Wat gaat u dit seizoen zien in Tinnenpot?

woensdag 1 oktober 2008 14u48 | patricia | 3 reacties
Trefwoorden: , , .

Tinnenpot ligt een beetje verborgen in het Prinsenhof. Sinds 2001 gaat Tinnenpot met Jo Decaluwe als zakelijk en artistiek leider zelfstandig zijn weg. Tinnenpot telt maar liefst zeven zalen en zaaltjes, volledig opgebouwd uit recuperatiemateriaal en met een eigen karakter. Zo zit je in de Bonbonnière op rode pluche zetels uit de Gentse opera en in de Biljartzaal worden oude theaterstoelen uit de jaren ’50 gebruikt, gevonden in de Arca-kelder. In Tinnenpot worden zowel eigen theaterproducties als gastproducties geprogrammeerd, en zoals u dat van ons gewoon bent, legden we ons oor te luisteren bij Jo Decaluwe, zakelijk en artistiek leider. Zijn boeiende visie op theater sijpelde in de antwoorden door.

Aan welke voorstelling of concert heeft u bijzondere herinneringen?

Opdracht 1:
Zet de alinea uit de tekst over Tinnenpot die begint met "Tinnenpot ligt een beetje verborgen" om in een beknopte opsomming van de belangrijkste feiten.
De tekst over Tinnenpot staat helemaal los van de lijst.

Aangeleverd materiaal:
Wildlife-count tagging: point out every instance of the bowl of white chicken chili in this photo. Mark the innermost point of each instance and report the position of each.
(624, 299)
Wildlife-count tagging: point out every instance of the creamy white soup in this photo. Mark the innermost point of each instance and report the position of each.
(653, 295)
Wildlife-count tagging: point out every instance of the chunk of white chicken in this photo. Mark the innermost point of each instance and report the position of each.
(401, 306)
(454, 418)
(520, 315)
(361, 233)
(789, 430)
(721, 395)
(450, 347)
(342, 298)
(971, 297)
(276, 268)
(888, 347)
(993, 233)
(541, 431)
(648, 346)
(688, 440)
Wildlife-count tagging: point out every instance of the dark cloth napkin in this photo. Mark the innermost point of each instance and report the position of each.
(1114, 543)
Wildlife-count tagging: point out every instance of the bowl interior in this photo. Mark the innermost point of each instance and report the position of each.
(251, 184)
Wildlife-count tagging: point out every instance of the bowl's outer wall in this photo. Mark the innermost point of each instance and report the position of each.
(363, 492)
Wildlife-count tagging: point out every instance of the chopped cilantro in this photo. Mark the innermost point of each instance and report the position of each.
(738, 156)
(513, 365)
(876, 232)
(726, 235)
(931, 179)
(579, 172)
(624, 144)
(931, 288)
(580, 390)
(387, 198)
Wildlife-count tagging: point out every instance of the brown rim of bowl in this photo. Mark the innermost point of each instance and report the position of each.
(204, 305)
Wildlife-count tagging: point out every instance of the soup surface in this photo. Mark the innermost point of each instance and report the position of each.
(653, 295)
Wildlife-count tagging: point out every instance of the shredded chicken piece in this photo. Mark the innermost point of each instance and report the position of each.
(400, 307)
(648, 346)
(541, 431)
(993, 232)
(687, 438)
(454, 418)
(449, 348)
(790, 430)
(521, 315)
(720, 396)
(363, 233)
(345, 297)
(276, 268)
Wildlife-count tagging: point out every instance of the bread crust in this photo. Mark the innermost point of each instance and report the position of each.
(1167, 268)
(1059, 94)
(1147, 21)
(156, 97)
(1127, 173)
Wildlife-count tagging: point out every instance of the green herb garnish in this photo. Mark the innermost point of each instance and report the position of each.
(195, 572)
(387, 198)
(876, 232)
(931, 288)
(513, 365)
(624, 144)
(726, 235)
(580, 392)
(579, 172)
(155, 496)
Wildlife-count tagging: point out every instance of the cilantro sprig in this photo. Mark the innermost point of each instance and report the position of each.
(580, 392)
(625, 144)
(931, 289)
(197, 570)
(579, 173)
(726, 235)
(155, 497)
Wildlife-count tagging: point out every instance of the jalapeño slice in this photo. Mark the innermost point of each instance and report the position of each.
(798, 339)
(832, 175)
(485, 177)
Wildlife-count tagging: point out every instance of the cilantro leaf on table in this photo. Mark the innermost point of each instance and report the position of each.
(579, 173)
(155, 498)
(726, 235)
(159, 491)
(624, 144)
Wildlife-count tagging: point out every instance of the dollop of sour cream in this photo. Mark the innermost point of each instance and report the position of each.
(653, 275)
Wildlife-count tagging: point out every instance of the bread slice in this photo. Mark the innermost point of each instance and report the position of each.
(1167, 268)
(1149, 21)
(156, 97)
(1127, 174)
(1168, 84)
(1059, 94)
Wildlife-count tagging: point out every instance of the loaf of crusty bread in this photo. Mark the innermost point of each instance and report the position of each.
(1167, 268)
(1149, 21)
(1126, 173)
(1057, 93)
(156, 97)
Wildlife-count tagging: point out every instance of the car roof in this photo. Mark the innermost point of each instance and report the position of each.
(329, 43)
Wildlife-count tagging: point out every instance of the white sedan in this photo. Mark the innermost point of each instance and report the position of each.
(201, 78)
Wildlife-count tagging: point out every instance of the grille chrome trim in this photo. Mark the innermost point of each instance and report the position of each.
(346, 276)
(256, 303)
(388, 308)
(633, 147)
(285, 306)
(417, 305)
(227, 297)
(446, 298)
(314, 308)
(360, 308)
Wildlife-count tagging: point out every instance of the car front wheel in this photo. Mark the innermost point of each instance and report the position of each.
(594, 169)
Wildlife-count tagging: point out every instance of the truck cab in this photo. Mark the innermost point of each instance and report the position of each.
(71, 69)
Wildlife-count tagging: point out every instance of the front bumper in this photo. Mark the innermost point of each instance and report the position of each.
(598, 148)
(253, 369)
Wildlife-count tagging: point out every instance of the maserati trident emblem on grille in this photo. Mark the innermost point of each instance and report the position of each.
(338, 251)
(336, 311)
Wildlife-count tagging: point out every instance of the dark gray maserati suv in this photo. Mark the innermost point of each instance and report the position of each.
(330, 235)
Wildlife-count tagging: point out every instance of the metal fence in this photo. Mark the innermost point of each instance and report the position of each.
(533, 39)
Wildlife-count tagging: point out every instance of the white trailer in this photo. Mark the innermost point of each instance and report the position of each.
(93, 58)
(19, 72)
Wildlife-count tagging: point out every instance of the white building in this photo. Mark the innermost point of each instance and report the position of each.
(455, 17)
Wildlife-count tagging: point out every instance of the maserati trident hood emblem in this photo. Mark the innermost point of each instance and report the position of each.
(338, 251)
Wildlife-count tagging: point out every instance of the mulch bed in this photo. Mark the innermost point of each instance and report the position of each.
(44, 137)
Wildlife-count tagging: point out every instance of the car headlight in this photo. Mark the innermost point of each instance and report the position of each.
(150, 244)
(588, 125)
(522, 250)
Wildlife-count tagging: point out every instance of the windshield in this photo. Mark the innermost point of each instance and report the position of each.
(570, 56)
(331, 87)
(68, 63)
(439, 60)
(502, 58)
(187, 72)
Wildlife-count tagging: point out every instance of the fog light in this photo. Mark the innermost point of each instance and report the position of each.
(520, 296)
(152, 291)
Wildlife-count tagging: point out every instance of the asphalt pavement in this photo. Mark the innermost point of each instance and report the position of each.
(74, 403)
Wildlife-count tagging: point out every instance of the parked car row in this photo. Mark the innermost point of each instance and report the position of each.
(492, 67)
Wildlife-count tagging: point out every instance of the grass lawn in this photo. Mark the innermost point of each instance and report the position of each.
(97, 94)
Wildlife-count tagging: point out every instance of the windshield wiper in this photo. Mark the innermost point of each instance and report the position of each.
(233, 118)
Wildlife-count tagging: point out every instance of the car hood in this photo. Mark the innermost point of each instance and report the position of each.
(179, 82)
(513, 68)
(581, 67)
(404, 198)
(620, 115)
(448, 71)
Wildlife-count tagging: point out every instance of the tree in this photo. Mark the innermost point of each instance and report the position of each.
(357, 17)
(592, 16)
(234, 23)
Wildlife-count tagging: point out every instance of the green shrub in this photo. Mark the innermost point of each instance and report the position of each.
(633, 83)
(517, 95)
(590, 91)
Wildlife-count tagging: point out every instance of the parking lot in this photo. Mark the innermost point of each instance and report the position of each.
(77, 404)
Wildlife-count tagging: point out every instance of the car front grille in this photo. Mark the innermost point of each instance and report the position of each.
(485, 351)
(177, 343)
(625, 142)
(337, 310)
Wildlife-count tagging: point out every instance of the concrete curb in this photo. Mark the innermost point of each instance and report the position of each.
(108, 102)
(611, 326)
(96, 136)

Opdracht 2:
Noem alle regels uit de lijst waarin het woord "dark" voorkomt en neem elke regel volledig over.

Volledig antwoord 1:
- Tinnenpot ligt wat verborgen in het Prinsenhof.
- Sinds 2001 werkt Tinnenpot zelfstandig, met Jo Decaluwe als zakelijk en artistiek leider.
- Er zijn zeven zalen en zaaltjes. Ze zijn volledig gebouwd met recuperatiemateriaal en hebben elk een eigen karakter.
- In de Bonbonnière staan rode pluche zetels uit de Gentse opera.
- In de Biljartzaal staan oude theaterstoelen uit de jaren '50, gevonden in de Arca-kelder.
- Tinnenpot programmeert eigen theaterproducties en gastproducties.
- Jo Decaluwe werd geïnterviewd, en zijn visie op theater klinkt door in zijn antwoorden.

Volledig antwoord 2:
Wildlife-count tagging: point out every instance of the dark cloth napkin in this photo. Mark the innermost point of each instance and report the position of each.
Wildlife-count tagging: point out every instance of the dark gray maserati suv in this photo. Mark the innermost point of each instance and report the position of each.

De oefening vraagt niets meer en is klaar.